# Document text
::::::::
Last week I (Allyson) was asked to accompany a missionary by helicopter to some remote people groups in order to provide a medical clinic while he did teaching. In God’s providence, the 3 days that I was needed actually worked out to be a time that I was able to slip away from Langano! I returned Saturday from the experience of a lifetime. What a BLESSING to get to receive this gift as we are leaving Ethiopia. A huge thank you to Ben, Marcus, and Matthias for including me in your work! Thanks also to Dave for supplying all the meds I needed. What an honor to work alongside these godly men.
It was amazing to see how the medical work and the Bible teaching complement each other so well. Ben would use the clinic as an example during his teaching, “If Allyson examined you and diagnosed your illness, and then gave you the exact right medicine to treat your condition, would you get better just by putting the medicine in your pocket?” The crowd would answer no. Then, Ben would explain, “No, the medicine does you no good in your pocket – you have to swallow it, and take it in – then you can be healed. It’s the same with Jesus. You can listen to the stories I tell you about Jesus, but in order to be healed from your ‘sickness’ (sin), you have to swallow it yourself.”
After that, we left by helicopter to the next location (Agara). These people were also from the T’ara tribe, but in a very isolated location about 15 minutes away by helicopter. In Agara, Ben started with some teaching for about 200 people under a mango tree. He is on story 5 of about 80 stories in the whole chronological teaching series. After the teaching time, I provided a clinic for about 3 hours and then, after dinner, Ben taught again late into the night accompanied by the sound of beating drums and chanting voices outside.
I slept in the helicopter for the night overlooking the most beautiful display of God’s creation – majestic mountain ranges like I have never seen before! Before going to “bed”, I asked one of the T’ara people what kinds of animals they had there. How encouraging to hear they had lions, leopards, etc. – ha! I was praying my heart out that I wouldn’t have to get up in the night to go to the bathroom! (My prayer was not answered…)
::::::::
# Excerpted data

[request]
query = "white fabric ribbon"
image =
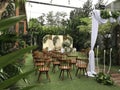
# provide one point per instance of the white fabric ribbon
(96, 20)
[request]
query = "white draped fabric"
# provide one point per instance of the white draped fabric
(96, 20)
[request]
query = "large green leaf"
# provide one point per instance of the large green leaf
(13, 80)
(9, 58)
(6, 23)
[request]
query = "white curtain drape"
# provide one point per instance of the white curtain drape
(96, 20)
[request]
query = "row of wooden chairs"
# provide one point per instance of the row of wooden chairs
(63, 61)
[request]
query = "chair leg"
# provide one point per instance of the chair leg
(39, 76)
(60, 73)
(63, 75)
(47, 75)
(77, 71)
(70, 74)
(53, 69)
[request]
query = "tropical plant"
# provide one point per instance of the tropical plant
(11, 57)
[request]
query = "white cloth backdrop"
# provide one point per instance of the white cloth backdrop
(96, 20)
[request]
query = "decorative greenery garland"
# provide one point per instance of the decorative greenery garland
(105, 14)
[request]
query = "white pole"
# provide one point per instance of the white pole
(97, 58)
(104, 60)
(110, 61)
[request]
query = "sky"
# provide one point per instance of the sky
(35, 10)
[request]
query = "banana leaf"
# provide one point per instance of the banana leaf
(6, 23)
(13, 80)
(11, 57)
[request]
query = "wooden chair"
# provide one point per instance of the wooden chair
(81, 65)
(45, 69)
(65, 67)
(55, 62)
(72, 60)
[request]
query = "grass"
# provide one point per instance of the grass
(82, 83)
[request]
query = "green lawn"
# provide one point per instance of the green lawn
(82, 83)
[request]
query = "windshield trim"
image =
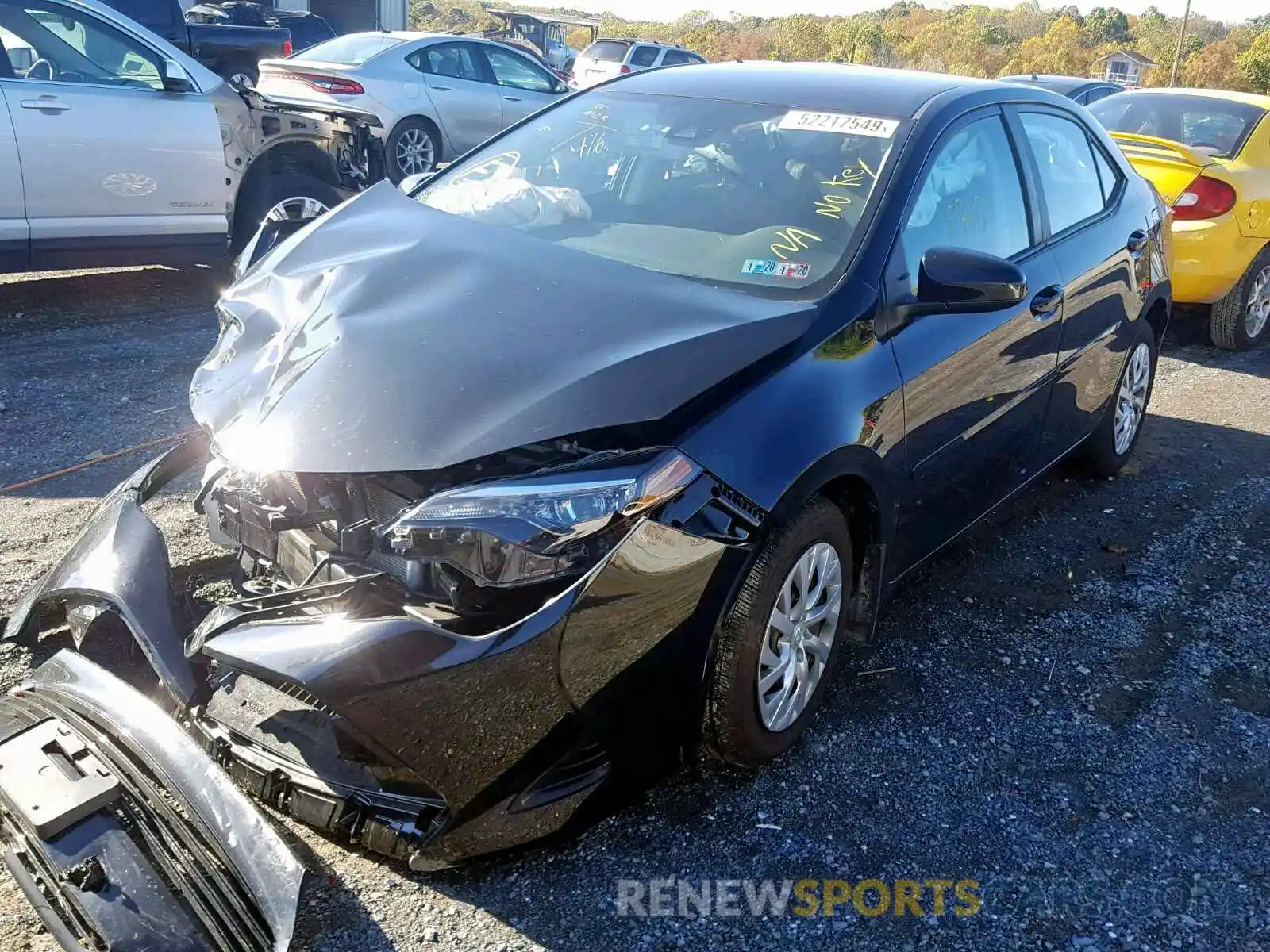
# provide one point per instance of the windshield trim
::::::::
# Requirement A
Copy the part of the helicopter clinic account that opens with "After that, we" and closes with "chanting voices outside.".
# Requirement B
In the helicopter clinic account, how many people did Ben teach under a mango tree in Agara?
Rely only on the helicopter clinic account.

# Written solution A
After that, we left by helicopter to the next location (Agara). These people were also from the T’ara tribe, but in a very isolated location about 15 minutes away by helicopter. In Agara, Ben started with some teaching for about 200 people under a mango tree. He is on story 5 of about 80 stories in the whole chronological teaching series. After the teaching time, I provided a clinic for about 3 hours and then, after dinner, Ben taught again late into the night accompanied by the sound of beating drums and chanting voices outside.

# Written solution B
About 200 people.